+++ RECORDS TO USE

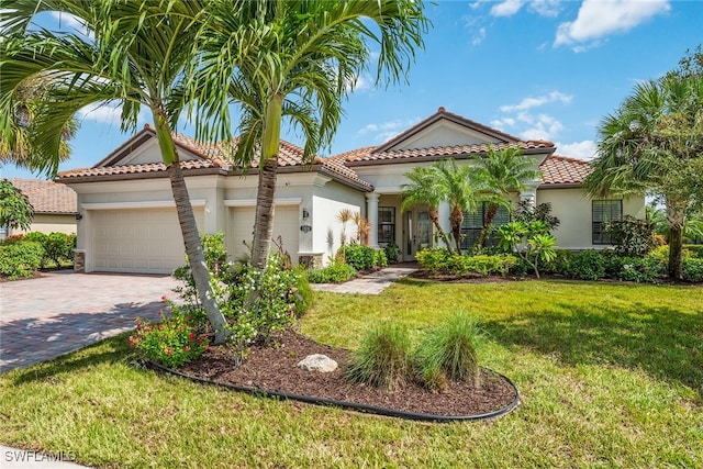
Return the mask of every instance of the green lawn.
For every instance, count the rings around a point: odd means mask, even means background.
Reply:
[[[278,402],[140,369],[125,337],[0,377],[0,442],[101,467],[702,467],[703,288],[403,280],[316,293],[300,330],[354,348],[367,323],[419,336],[476,315],[483,365],[523,404],[427,424]]]

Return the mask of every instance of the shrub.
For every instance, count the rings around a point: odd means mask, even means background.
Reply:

++++++

**THE TASK**
Repeat every one of the lines above word for word, but leave the pictures out.

**ANSWER TO THE PROBLEM**
Return the mask of every instance of the green lawn.
For every instance, count the rings around a point: odd means mask, even means background.
Reply:
[[[278,402],[140,369],[125,337],[0,377],[0,442],[101,467],[702,467],[703,288],[403,280],[316,293],[300,330],[354,348],[367,323],[419,336],[476,315],[483,365],[523,404],[427,424]]]

Return the mask of every instance of the shrub.
For every instance, count the rings around a point: odd means mask, even means background.
Reply:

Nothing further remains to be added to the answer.